EXERCISE TEXT
/---
His paternal grandparents were Elizabeth Smith (née Richardson) French, a daughter of William Merchant Richardson (a U.S. Representative from Massachusetts and chief justice of the New Hampshire Supreme Court), and Benjamin Brown French, who was Clerk of the United States House of Representatives from 1845 to 1847 and was Commissioner of Public Buildings under President Abraham Lincoln. His maternal grandfather, and namesake, was Amos Tuck, a U.S. Representative and a founder of the Republican Party. His uncle, Edward Tuck, was Vice Consul of the American Legation in Paris who owned and lived at Domaine de Vert-Mont and Château de Bois-Préau.

He graduated from Harvard College with an A.B. degree in 1885.

==Career==
In 1887, he became a member of the New York Stock Exchange, and in 1888, he became treasurer, then secretary and eventually vice-president of the Manhattan Trust Company, retiring in 1900 but staying a director until 1908. He served as a director of the Northern Pacific Railway, and the Northern Securities Company (a railroad trust formed in 1901 by Harriman, Hill, and Morgan that controlled the Northern Pacific Railway, the Great Northern Railway, and the Chicago, Burlington and Quincy Railroad).
\---
THINGS TO DO
A - From the biographical passage, extract the stretch from "His paternal grandparents" through "Château de Bois-Préau.".
B - According to the biographical passage, what degree did he receive from Harvard College, and in what year?

INPUT DATA
/---
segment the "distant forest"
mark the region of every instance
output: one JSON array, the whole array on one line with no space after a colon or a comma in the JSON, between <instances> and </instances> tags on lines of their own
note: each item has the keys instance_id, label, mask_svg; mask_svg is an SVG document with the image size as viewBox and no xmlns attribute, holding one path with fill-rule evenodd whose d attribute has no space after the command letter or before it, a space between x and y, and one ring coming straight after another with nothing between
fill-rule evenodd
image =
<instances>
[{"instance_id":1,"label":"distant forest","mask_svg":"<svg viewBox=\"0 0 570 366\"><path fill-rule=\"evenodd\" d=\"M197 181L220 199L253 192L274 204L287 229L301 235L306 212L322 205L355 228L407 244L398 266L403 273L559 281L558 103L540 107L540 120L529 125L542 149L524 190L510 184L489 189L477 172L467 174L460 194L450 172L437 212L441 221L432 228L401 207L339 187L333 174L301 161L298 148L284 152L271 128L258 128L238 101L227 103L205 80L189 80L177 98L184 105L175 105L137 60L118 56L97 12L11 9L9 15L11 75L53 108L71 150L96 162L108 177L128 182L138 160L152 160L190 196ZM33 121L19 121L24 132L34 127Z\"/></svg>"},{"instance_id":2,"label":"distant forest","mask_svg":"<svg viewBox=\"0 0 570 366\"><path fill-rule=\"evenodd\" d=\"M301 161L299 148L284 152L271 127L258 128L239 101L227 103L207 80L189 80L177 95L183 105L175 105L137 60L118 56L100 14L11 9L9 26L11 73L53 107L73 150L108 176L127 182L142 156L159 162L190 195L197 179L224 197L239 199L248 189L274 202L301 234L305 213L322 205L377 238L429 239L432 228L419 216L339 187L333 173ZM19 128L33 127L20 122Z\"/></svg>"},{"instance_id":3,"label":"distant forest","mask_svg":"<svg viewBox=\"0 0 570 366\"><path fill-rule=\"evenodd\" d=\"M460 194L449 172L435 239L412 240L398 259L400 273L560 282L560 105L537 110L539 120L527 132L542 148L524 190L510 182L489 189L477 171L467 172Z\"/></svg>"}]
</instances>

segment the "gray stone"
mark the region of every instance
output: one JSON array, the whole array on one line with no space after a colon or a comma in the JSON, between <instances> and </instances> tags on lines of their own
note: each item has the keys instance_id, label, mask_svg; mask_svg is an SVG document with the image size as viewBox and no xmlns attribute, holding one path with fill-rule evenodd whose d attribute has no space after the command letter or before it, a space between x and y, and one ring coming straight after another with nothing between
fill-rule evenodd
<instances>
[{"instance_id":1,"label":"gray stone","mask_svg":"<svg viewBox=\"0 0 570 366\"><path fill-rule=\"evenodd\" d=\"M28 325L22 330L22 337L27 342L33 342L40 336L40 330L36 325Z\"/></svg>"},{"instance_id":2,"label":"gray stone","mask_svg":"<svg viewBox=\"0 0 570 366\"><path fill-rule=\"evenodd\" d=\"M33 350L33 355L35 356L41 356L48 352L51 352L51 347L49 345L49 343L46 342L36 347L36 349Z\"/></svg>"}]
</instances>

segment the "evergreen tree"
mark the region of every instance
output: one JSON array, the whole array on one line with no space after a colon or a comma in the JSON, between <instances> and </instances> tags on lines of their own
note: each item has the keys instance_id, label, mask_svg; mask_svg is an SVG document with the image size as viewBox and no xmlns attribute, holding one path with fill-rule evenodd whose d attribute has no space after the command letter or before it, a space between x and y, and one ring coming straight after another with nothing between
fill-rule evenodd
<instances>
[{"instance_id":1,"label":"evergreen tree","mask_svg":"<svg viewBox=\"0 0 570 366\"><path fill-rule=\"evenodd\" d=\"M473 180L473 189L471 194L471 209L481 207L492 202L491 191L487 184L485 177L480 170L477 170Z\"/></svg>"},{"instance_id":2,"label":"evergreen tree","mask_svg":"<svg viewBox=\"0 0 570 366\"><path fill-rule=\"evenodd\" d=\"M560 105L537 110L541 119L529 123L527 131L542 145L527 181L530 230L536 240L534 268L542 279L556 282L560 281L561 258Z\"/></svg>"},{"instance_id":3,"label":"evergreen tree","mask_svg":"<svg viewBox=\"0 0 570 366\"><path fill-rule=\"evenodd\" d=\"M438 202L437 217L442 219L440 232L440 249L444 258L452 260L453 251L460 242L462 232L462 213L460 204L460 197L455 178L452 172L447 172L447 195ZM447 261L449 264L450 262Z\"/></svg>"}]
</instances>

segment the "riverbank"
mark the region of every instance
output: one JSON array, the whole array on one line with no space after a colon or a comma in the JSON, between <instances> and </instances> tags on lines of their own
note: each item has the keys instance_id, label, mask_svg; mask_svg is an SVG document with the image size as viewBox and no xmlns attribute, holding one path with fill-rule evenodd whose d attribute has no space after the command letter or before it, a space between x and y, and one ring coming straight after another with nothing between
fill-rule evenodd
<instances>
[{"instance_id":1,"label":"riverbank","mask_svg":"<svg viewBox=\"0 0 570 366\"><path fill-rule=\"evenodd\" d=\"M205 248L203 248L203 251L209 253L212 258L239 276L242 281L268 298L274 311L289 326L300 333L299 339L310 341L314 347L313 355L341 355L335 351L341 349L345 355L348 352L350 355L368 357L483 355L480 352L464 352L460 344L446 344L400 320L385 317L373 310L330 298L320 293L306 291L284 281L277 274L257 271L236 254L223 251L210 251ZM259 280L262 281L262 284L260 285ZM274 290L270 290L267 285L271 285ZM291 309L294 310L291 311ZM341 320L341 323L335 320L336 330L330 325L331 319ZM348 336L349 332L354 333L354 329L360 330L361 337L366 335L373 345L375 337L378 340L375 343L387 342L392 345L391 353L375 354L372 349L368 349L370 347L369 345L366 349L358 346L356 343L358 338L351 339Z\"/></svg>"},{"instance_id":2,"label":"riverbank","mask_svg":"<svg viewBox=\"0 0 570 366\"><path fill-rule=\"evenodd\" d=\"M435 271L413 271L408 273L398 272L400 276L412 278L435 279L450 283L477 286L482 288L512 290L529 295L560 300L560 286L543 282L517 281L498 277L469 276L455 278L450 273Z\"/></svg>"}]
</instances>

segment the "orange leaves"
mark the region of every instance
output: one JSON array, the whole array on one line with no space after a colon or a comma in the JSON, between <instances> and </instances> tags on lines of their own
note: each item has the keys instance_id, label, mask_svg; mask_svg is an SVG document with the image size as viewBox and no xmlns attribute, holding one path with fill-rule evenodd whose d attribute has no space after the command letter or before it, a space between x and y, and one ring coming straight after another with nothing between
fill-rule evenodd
\---
ANSWERS TO THE EXERCISES
A -
His paternal grandparents were Elizabeth Smith (née Richardson) French, a daughter of William Merchant Richardson (a U.S. Representative from Massachusetts and chief justice of the New Hampshire Supreme Court), and Benjamin Brown French, who was Clerk of the United States House of Representatives from 1845 to 1847 and was Commissioner of Public Buildings under President Abraham Lincoln. His maternal grandfather, and namesake, was Amos Tuck, a U.S. Representative and a founder of the Republican Party. His uncle, Edward Tuck, was Vice Consul of the American Legation in Paris who owned and lived at Domaine de Vert-Mont and Château de Bois-Préau.

B - An A.B. degree, in 1885.